## Registros guardados
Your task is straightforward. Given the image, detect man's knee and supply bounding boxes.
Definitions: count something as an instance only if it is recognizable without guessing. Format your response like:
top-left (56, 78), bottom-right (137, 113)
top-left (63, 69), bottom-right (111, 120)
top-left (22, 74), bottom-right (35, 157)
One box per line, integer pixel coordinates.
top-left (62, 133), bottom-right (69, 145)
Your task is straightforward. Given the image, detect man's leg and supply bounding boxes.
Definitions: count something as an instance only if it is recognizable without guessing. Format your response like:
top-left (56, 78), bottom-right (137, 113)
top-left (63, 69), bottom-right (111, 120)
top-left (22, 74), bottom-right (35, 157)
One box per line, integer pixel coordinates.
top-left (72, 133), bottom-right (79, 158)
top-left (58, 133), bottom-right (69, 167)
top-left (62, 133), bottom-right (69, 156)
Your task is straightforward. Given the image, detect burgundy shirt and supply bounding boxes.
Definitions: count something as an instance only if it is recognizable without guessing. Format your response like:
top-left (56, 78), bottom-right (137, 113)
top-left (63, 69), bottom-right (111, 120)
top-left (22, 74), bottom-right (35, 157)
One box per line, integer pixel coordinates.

==

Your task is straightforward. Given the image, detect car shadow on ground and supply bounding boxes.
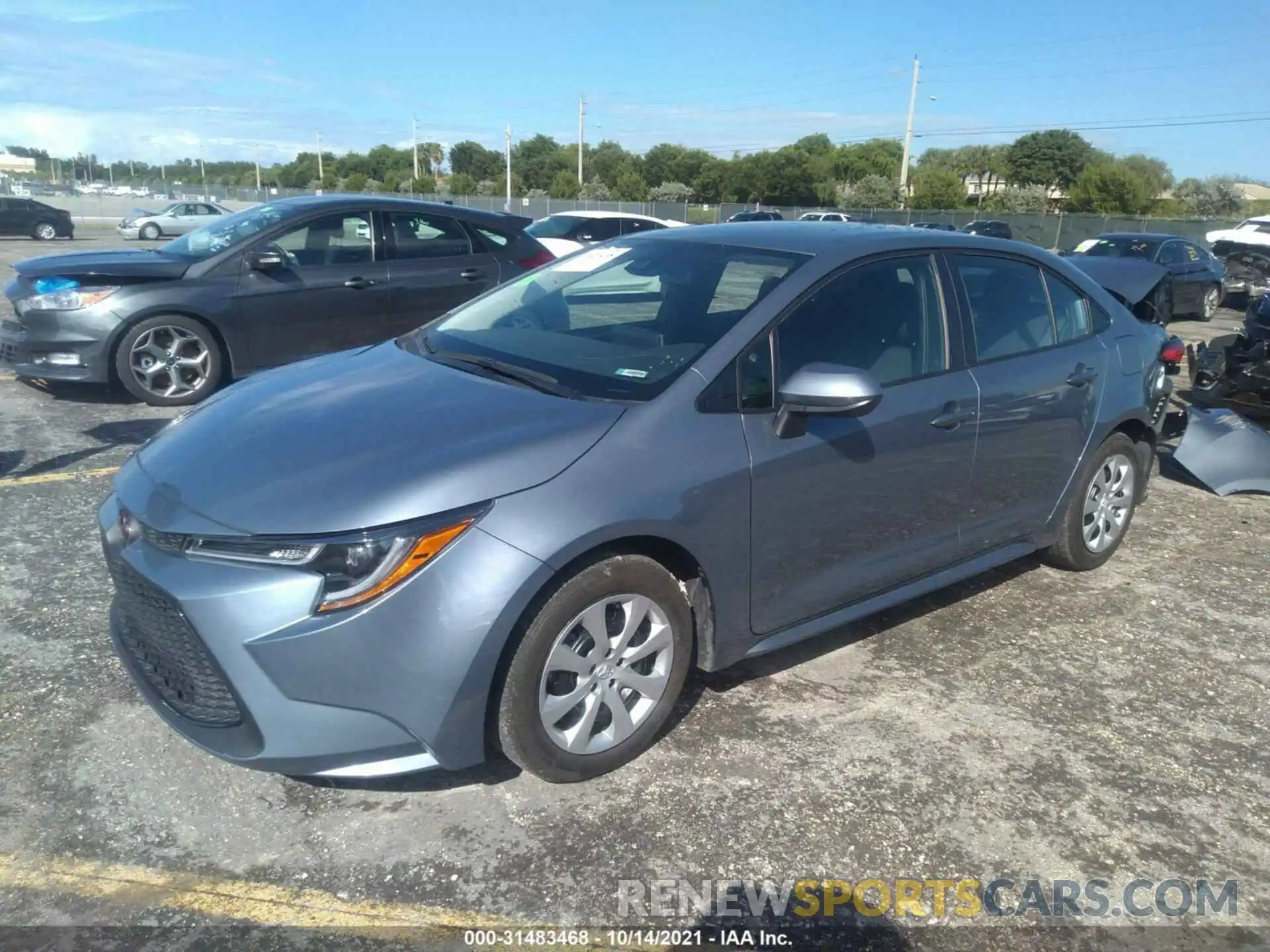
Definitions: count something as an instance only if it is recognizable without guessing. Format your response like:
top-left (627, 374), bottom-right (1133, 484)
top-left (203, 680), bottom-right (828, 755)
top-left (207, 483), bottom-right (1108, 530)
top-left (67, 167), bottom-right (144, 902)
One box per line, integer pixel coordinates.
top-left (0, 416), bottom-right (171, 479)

* * *

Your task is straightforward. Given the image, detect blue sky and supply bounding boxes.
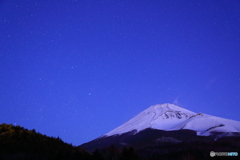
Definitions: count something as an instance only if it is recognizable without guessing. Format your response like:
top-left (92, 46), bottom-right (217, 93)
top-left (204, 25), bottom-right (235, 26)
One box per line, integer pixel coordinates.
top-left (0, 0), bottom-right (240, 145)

## Instrucciones de la tarea
Actualiza solo las líneas que van desde la que contiene "Your task is straightforward. Given the image, detect man's leg" hasta la que contiene "top-left (62, 133), bottom-right (69, 156)", ambas incluidas, cambiando "recognizable" por "identifiable" y dejando todo lo demás igual.

## Respuesta completa
Your task is straightforward. Given the image, detect man's leg and supply bounding boxes.
Definitions: count something as an instance only if it is identifiable without guessing. Format your response like:
top-left (56, 78), bottom-right (137, 113)
top-left (63, 69), bottom-right (111, 120)
top-left (22, 74), bottom-right (35, 157)
One box per line, integer pixel coordinates.
top-left (72, 133), bottom-right (79, 158)
top-left (58, 133), bottom-right (69, 167)
top-left (62, 133), bottom-right (69, 156)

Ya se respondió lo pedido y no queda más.